Every Neural Network Is Just Weighted Sums Stacked on Weighted Sums
Starting a new block: Neural Networks. An Artificial Neural Network is a system designed to mimic how the human brain processes information, and the core promise is that it can learn from the data it processes rather than being explicitly programmed with rules. Strip away the biology metaphor and what's actually there is simpler than it sounds.
Every ANN has three kinds of layers. The input layer receives the raw data. Hidden layers process it: this is where the actual computation happens, and there can be one or many. The output layer produces the final decision or prediction. Learning happens in two passes: the network trains on a set of data, makes predictions, and uses backpropagation to adjust weights based on how wrong those predictions were.
The simplest topology is a Single Layer Feedforward Network: input connects directly to output through one set of weights, no hidden layer, no feedback. Data flows one direction only. It's essentially linear regression or binary classification wearing a neural network's clothing, and it's limited to problems that are linearly separable.
A Multilayer Feedforward Network adds one or more hidden layers between input and output. Data still flows strictly forward, but now there's a nonlinear transformation in the middle: input signals hit the first hidden layer, each neuron computes a weighted sum and applies an activation function, that output becomes the input to the next layer, and so on until you reach the output. The network then computes how wrong the output was and propagates that error backward to update every weight along the way. This is what makes tasks like image classification, medical diagnosis, and fraud detection tractable, none of which are linearly separable.
Beyond feedforward, two other architectures matter enormously: Convolutional Networks, which process grid-structured data like images by applying filters that extract edges and textures, and Recurrent Networks, which handle sequential data like time series or text by feeding information back to previous layers, giving the network something resembling memory. All three get trained with variants of the same idea: gradient descent, whether that's plain Stochastic GD, RMSProp, or Adam. The architecture changes what the network can see. The training loop underneath barely does.
##########
(TASK ITEM): In the neural network text above, which topology connects input directly to output through one set of weights, with no hidden layer and no feedback?
##########
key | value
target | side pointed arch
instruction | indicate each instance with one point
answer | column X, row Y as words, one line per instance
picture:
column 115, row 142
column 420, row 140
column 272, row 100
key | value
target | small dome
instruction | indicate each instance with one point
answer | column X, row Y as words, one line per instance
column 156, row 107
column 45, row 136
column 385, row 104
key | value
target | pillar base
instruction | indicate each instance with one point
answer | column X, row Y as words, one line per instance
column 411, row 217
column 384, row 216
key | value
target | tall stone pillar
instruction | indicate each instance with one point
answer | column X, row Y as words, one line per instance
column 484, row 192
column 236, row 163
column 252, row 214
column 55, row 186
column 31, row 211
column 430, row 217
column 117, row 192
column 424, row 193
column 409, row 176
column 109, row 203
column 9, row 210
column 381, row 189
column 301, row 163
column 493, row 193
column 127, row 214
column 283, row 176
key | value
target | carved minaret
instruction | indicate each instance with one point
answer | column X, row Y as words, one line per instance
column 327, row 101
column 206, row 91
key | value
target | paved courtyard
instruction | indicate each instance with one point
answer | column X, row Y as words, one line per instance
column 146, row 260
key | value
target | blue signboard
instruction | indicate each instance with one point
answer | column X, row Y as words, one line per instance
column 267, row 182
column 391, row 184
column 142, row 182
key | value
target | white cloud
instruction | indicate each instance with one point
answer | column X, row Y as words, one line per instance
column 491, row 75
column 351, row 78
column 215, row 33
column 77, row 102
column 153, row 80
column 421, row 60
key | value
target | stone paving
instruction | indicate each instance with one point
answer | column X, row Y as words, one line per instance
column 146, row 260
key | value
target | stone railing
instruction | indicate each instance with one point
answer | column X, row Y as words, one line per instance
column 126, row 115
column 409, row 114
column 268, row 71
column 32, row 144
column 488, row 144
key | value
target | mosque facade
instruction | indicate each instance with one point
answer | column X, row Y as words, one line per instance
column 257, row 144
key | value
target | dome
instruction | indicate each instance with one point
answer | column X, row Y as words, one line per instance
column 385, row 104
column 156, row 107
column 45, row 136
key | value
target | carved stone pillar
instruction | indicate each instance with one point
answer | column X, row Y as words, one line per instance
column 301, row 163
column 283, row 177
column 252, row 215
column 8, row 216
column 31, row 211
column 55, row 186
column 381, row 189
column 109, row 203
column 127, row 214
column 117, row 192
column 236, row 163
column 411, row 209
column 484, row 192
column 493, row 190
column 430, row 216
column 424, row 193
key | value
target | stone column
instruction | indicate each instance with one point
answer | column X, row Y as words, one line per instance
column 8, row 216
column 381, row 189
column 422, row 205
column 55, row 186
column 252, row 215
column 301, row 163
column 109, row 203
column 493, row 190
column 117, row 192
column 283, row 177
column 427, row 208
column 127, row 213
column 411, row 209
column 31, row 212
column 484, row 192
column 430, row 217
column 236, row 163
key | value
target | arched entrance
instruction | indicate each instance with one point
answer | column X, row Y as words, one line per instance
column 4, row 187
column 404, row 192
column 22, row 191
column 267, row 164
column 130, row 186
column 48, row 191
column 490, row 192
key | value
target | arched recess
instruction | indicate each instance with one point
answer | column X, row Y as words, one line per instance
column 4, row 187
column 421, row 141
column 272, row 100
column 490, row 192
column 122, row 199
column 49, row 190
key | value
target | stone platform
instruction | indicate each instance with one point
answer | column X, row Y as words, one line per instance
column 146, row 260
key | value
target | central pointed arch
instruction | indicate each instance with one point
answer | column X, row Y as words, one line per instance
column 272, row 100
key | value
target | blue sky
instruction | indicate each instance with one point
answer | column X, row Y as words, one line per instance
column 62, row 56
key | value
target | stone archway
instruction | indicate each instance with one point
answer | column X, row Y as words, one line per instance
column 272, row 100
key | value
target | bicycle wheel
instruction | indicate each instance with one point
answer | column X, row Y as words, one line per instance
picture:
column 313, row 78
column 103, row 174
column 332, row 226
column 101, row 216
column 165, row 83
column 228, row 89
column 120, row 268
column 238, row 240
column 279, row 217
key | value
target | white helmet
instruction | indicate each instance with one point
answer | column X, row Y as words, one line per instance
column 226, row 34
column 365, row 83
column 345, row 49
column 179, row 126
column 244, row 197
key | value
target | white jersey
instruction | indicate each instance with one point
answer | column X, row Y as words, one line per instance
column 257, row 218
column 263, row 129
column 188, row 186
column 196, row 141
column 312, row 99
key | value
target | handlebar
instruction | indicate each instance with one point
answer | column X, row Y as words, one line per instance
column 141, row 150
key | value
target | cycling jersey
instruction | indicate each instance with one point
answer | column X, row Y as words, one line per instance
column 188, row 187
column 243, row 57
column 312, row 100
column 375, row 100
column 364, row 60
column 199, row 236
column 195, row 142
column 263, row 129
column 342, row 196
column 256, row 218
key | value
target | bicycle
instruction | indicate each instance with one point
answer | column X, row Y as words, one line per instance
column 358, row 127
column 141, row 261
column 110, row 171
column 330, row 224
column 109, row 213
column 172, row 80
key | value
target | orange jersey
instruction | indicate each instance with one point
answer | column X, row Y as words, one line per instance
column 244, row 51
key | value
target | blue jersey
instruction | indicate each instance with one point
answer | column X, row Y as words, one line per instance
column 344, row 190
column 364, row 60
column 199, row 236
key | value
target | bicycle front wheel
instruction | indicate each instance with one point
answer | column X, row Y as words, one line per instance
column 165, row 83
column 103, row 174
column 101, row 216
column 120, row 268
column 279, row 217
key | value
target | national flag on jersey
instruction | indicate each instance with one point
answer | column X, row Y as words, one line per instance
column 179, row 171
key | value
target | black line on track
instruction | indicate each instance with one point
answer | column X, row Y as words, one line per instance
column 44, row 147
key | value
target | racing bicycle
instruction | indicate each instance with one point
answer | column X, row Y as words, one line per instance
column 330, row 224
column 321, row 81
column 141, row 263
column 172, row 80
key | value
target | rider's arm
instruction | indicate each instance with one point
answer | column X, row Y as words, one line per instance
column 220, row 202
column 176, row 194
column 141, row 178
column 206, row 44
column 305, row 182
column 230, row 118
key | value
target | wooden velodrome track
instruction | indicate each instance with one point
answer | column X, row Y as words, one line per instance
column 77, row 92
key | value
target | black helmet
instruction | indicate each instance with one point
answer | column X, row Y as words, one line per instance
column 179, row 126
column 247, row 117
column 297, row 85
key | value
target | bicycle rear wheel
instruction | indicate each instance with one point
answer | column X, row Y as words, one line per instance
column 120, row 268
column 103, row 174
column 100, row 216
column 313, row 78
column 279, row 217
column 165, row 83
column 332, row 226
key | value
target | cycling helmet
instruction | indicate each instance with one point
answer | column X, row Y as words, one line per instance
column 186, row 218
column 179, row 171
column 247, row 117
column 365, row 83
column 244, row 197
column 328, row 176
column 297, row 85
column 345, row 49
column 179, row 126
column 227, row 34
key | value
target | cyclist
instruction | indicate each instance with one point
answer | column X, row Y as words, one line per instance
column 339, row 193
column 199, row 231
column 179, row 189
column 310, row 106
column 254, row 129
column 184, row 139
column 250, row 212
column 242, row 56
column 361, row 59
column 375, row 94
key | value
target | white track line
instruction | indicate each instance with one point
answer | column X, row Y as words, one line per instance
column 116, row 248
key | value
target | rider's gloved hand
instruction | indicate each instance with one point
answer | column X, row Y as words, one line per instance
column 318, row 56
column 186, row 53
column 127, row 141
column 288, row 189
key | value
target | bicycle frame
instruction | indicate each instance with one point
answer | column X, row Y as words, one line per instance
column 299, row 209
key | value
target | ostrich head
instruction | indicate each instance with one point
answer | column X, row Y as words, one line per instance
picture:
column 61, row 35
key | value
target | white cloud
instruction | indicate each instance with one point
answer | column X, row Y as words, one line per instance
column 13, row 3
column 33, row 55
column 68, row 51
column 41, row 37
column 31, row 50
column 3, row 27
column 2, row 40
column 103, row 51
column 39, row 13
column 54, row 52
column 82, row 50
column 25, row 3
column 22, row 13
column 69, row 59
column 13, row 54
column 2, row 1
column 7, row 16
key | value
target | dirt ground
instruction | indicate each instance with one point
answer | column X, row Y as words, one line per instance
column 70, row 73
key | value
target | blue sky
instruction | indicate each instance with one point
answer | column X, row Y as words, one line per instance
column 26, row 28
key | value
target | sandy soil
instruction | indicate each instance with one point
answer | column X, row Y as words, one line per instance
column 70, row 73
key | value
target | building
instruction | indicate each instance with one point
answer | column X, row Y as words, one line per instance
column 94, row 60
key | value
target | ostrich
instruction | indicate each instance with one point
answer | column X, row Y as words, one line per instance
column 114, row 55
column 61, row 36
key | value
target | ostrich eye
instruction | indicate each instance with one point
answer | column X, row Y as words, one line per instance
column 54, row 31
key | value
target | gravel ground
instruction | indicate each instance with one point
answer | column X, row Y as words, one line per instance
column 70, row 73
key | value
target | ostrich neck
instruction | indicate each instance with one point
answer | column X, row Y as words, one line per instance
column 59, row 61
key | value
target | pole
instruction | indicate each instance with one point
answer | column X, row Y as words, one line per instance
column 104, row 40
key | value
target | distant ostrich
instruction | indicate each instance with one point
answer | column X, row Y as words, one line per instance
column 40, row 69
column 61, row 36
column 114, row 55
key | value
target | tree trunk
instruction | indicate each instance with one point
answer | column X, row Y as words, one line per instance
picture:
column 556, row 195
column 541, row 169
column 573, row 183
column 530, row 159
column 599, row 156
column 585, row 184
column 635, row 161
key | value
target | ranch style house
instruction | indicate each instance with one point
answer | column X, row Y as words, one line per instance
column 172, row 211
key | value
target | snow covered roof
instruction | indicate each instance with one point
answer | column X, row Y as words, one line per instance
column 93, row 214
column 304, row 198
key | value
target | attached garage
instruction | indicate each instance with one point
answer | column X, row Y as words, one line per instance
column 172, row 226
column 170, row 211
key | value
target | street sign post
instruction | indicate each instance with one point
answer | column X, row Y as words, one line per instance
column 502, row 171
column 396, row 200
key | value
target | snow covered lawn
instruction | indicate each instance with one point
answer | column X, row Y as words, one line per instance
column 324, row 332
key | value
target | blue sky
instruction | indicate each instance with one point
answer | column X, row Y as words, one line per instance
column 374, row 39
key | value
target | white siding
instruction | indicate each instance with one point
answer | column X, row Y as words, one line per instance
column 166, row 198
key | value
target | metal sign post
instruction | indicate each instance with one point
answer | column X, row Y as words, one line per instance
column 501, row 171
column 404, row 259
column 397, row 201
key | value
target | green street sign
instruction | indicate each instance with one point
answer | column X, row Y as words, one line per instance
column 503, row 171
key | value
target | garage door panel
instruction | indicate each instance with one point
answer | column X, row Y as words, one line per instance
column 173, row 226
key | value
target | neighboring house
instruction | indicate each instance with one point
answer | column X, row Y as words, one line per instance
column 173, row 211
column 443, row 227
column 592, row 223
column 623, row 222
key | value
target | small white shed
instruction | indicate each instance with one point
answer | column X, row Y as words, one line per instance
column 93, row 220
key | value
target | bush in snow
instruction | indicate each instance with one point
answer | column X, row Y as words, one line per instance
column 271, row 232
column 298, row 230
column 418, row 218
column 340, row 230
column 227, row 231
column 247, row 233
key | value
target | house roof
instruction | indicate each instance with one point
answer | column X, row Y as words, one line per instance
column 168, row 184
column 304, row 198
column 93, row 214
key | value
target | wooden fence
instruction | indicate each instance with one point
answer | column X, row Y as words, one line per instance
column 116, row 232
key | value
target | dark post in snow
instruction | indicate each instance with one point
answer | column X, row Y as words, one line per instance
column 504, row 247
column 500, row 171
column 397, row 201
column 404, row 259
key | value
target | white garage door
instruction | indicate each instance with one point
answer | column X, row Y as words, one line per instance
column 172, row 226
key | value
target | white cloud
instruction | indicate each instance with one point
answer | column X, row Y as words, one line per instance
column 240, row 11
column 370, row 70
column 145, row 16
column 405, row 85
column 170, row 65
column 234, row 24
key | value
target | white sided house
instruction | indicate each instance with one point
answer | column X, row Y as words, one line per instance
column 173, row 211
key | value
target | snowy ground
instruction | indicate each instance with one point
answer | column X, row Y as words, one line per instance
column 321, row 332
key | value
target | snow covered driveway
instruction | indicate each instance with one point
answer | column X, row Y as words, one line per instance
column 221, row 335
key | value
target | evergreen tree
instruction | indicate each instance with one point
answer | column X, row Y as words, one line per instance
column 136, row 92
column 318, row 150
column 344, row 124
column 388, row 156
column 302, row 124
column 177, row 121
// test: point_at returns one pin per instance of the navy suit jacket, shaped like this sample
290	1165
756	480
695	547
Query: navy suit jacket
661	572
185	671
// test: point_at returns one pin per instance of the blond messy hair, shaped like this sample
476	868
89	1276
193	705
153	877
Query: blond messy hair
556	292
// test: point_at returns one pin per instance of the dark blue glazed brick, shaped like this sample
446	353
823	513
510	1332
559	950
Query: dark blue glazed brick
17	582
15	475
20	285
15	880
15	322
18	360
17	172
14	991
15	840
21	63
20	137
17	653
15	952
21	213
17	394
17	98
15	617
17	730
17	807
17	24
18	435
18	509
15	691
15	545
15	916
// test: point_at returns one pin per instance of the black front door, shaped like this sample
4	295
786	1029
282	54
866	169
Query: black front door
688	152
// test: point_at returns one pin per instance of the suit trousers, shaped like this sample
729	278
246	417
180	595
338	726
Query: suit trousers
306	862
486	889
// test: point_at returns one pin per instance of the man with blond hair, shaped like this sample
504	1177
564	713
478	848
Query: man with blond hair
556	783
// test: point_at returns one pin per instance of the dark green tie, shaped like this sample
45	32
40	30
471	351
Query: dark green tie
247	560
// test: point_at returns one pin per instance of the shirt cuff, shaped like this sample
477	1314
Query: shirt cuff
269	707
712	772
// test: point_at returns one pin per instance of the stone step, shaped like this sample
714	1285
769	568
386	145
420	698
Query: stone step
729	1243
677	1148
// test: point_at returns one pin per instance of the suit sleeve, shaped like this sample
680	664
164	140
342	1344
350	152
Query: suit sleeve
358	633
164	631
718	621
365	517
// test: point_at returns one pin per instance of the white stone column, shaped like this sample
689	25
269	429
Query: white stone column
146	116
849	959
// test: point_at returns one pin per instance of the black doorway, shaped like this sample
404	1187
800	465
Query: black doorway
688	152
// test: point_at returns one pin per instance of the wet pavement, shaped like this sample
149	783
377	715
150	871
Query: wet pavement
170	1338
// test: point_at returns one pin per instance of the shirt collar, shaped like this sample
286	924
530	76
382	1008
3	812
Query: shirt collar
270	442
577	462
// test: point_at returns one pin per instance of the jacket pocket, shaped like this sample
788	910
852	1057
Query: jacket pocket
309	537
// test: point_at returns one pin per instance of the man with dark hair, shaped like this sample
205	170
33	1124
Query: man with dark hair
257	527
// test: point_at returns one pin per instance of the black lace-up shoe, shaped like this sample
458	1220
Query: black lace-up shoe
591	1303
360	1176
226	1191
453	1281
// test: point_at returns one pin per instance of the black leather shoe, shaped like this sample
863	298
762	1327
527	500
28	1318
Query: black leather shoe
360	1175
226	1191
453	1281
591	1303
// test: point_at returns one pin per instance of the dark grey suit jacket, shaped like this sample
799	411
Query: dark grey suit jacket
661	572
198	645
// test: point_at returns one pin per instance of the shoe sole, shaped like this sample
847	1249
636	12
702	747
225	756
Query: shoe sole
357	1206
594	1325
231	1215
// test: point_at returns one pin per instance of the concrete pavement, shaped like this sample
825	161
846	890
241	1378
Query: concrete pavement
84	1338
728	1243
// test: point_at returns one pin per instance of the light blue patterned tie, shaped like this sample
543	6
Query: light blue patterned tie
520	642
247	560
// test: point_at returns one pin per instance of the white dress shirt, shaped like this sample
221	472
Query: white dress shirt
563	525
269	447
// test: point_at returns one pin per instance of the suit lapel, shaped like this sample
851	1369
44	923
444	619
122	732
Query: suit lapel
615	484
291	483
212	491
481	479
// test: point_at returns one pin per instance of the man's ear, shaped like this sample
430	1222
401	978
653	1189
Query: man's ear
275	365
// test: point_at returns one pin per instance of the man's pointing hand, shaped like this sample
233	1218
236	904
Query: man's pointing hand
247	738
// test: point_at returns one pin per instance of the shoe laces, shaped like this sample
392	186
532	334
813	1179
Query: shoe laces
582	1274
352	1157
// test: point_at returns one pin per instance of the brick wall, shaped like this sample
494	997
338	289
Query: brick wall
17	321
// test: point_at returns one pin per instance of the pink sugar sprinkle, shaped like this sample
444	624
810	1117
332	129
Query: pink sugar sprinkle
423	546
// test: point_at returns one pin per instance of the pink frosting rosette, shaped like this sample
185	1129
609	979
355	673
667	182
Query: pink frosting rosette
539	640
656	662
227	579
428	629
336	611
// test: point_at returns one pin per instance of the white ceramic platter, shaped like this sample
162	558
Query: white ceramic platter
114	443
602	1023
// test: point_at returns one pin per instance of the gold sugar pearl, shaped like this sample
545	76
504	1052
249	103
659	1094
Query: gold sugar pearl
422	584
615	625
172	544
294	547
##########
(TASK RESULT): The Single Layer Feedforward Network.